[Records supplied — start]
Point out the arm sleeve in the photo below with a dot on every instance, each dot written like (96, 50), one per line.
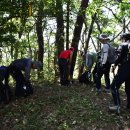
(105, 53)
(28, 70)
(121, 57)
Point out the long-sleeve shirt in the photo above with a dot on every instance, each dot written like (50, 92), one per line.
(104, 53)
(91, 58)
(24, 65)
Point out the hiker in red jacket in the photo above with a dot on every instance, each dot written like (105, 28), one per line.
(65, 60)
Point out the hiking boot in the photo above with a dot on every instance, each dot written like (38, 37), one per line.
(114, 108)
(99, 90)
(107, 90)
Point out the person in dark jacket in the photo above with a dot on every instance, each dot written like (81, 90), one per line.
(64, 61)
(23, 85)
(103, 65)
(123, 73)
(5, 91)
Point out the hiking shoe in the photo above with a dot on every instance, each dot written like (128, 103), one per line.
(99, 90)
(114, 108)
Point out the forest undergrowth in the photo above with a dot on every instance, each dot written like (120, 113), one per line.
(55, 107)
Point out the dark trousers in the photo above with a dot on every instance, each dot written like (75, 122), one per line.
(121, 77)
(63, 68)
(100, 72)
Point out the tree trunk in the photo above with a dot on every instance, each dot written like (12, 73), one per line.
(39, 30)
(77, 32)
(67, 24)
(59, 34)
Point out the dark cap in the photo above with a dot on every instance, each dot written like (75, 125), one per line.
(72, 49)
(103, 37)
(125, 36)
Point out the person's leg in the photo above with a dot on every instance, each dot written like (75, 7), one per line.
(107, 75)
(98, 77)
(127, 90)
(61, 70)
(94, 74)
(117, 81)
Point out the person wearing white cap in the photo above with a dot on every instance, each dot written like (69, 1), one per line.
(103, 65)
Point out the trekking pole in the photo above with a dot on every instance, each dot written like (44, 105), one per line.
(118, 107)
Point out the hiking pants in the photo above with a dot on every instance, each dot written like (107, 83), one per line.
(123, 75)
(100, 71)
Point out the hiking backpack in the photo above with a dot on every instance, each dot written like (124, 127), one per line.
(112, 56)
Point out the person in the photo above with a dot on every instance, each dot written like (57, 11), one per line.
(23, 85)
(103, 66)
(91, 58)
(64, 62)
(5, 91)
(123, 72)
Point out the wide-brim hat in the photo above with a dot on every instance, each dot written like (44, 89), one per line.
(72, 48)
(104, 37)
(125, 36)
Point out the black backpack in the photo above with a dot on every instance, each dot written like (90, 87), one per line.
(112, 55)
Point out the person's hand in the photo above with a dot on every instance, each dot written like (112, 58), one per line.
(102, 66)
(113, 68)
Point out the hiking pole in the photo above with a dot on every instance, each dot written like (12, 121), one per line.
(118, 106)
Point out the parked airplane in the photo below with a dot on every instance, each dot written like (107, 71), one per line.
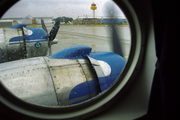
(70, 76)
(18, 42)
(154, 30)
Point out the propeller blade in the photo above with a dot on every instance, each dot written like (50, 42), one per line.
(117, 48)
(43, 26)
(49, 45)
(54, 30)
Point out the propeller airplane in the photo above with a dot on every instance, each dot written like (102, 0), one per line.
(18, 42)
(67, 77)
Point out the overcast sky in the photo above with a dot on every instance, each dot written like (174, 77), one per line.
(59, 8)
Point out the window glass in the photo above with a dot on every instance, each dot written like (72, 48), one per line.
(62, 52)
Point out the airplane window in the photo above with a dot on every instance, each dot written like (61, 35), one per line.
(62, 52)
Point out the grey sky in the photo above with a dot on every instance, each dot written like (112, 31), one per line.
(56, 8)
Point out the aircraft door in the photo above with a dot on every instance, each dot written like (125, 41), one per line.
(36, 43)
(11, 44)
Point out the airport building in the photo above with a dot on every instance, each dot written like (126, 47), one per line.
(8, 22)
(30, 20)
(98, 20)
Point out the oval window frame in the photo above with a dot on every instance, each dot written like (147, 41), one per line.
(99, 103)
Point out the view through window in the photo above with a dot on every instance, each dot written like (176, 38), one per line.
(62, 52)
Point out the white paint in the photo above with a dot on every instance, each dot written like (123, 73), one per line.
(105, 67)
(27, 32)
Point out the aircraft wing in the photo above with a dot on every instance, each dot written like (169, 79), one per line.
(70, 76)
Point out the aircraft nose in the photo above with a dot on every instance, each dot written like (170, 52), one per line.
(108, 67)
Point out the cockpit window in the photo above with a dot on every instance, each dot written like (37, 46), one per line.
(62, 52)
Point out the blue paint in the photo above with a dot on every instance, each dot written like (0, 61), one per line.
[Records supplied — finish]
Any pictures should be dropped; transcribe the rest of the records above exactly.

→ Exercise answer:
Point out the arm sleeve in the photo below with a dot on every instance, each dot written like (96, 50), one per line.
(105, 53)
(28, 70)
(121, 57)
Point out the long-sleeve shirt in the photo above with a dot on every instance, each dot written like (50, 92), one per line.
(104, 53)
(91, 58)
(24, 65)
Point out the hiker in red jacket in the photo above with a dot on every instance, each dot written like (105, 28), one per line.
(65, 60)
Point out the hiking boot in the photo above with a dot on every instance, each dot written like (38, 37), one per line.
(114, 108)
(99, 90)
(107, 90)
Point out the person in dark jacket in the photo above with a dot on every instance, each dot written like (81, 90), one per line.
(64, 61)
(23, 85)
(103, 65)
(123, 73)
(5, 91)
Point out the hiking shoe in the photo above with a dot on every instance, each dot written like (128, 103), one per line.
(99, 90)
(114, 108)
Point out the forest undergrowth in the photo above with a dot on every instance, each dot written like (120, 113), one per line.
(55, 107)
Point out the dark trousers in the photo above with a dot on every instance, each dot written like (75, 122), one per line.
(121, 77)
(63, 68)
(100, 72)
Point out the tree trunk in the photo above with a dot on every instance, each dot written like (12, 73), one per line.
(39, 30)
(77, 32)
(67, 24)
(59, 34)
Point out the dark cap in the photo above with a dot on every instance, each dot written like (75, 125), one per line.
(72, 49)
(103, 37)
(125, 36)
Point out the person's leg in the photo above with a dot on every instance, each dot written like (75, 7), one per line.
(107, 75)
(98, 77)
(127, 90)
(61, 70)
(94, 74)
(117, 81)
Point out the person wearing white cap in the photo above with a dot on every instance, each dot written like (69, 1), one per line.
(103, 65)
Point out the trekking pole in the photo above with a dot on every instance, each dot written like (44, 105), one per line.
(118, 107)
Point out the hiking pants in the photo above with a dot on every instance, each dot written like (107, 83), one per line.
(123, 75)
(100, 71)
Point out the hiking backpack in the photo above with a dot on every instance, each dot written like (124, 127), one per line.
(112, 56)
Point out the person in the photo above with a dot on every instance, each dot written like (57, 11), one per line.
(23, 85)
(103, 66)
(91, 58)
(64, 62)
(5, 91)
(123, 72)
Point out the wide-brim hat in the photo above with a dot on every instance, each dot written like (44, 89), one per line.
(72, 48)
(104, 37)
(125, 36)
Point out the black backpack in the photo above with a dot on every instance, each dot written like (90, 87), one per line.
(112, 55)
Point out the person's hand in the photo above with a dot on every instance, each dot written like (112, 58), one per line.
(102, 66)
(113, 68)
Point out the hiking pole in the photo above with a dot on every instance, each dot written like (12, 121), one per line.
(118, 106)
Point out the parked airplane in the photo below with a dot on every instance, each dot written like (107, 71), one per line.
(70, 76)
(18, 42)
(154, 30)
Point out the propeller blade in the photo above with a dot on every instance, each dot written like (50, 42), one per line.
(117, 48)
(43, 26)
(49, 45)
(54, 30)
Point out the propeller airplane in the photo above with a dot on every instance, each dot written like (102, 0), one per line.
(18, 42)
(67, 77)
Point out the overcast sky in the photo above with a dot on every instance, each dot written like (174, 77), one per line.
(59, 8)
Point out the window glass in the photo above with a dot on every instance, each dot written like (72, 48), one per line.
(62, 52)
Point out the airplane window in the photo above with a dot on every instance, each dot written like (61, 35), one per line.
(62, 52)
Point out the grey sky in the photo above with a dot on every instance, each dot written like (112, 31), one per line.
(56, 8)
Point out the aircraft door in the photo above with a dot on every instance, each dot written like (125, 41), one per line.
(36, 43)
(11, 44)
Point out the airport building in the photo above with a dot on every instance, each dot written like (126, 47), one per line.
(8, 22)
(30, 20)
(98, 20)
Point out the oval window frame in the photo above with a dot on every instance, each dot written like (147, 41), one per line.
(99, 103)
Point out the view through window in the photo above with a dot on every instance, each dot written like (176, 38), one per line.
(62, 52)
Point out the white paint in the photo above with a dot on every instance, each dot written like (123, 73), one per line.
(105, 67)
(27, 32)
Point out the aircraft wing in the photo above with a dot on every instance, each dot written like (169, 79), one per line.
(70, 76)
Point out the aircraft nose in the photo above with a dot on every instance, each dot written like (170, 52), one per line.
(108, 67)
Point out the cockpit window in the photo above with a dot on every instance, each dot written like (37, 46), one per line.
(62, 52)
Point out the blue paint in the photo above with a dot on every instance, each dot written like (0, 61), one per line.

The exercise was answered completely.